**Your goal:** Output the data listing below, reproducing every line without any changes.

Data listing
_ _ _

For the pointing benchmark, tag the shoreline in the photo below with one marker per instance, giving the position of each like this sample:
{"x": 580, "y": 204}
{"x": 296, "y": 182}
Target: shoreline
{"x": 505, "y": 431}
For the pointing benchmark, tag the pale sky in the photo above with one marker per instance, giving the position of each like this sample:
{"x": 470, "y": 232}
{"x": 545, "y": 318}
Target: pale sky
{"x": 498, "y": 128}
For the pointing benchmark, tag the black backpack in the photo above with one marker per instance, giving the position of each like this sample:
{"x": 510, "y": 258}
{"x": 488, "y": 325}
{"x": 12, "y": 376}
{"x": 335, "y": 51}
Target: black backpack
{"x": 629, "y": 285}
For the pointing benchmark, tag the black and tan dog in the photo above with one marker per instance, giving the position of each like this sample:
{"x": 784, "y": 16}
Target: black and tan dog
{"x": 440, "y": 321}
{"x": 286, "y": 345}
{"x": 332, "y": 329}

_ _ _

**Solution to this task:**
For the pointing benchmark, tag the shoreline in the photo below with one marker per instance, giving the position of each like this sample:
{"x": 580, "y": 204}
{"x": 296, "y": 182}
Target: shoreline
{"x": 505, "y": 431}
For the pointing benchmark, tag the pale sky in the photo above with one marker per instance, giving the position of each like this sample:
{"x": 470, "y": 232}
{"x": 545, "y": 318}
Target: pale sky
{"x": 498, "y": 128}
For the pointing benchmark, tag the black backpack in the photo above with one marker per instance, giving the position of each like this sample:
{"x": 510, "y": 258}
{"x": 488, "y": 325}
{"x": 12, "y": 376}
{"x": 335, "y": 51}
Target: black backpack
{"x": 629, "y": 285}
For the pointing benchmark, tag the black and tan dog in the photo above with one marker per instance, giving the position of each like this sample:
{"x": 784, "y": 16}
Target: black and tan dog
{"x": 440, "y": 321}
{"x": 286, "y": 345}
{"x": 332, "y": 329}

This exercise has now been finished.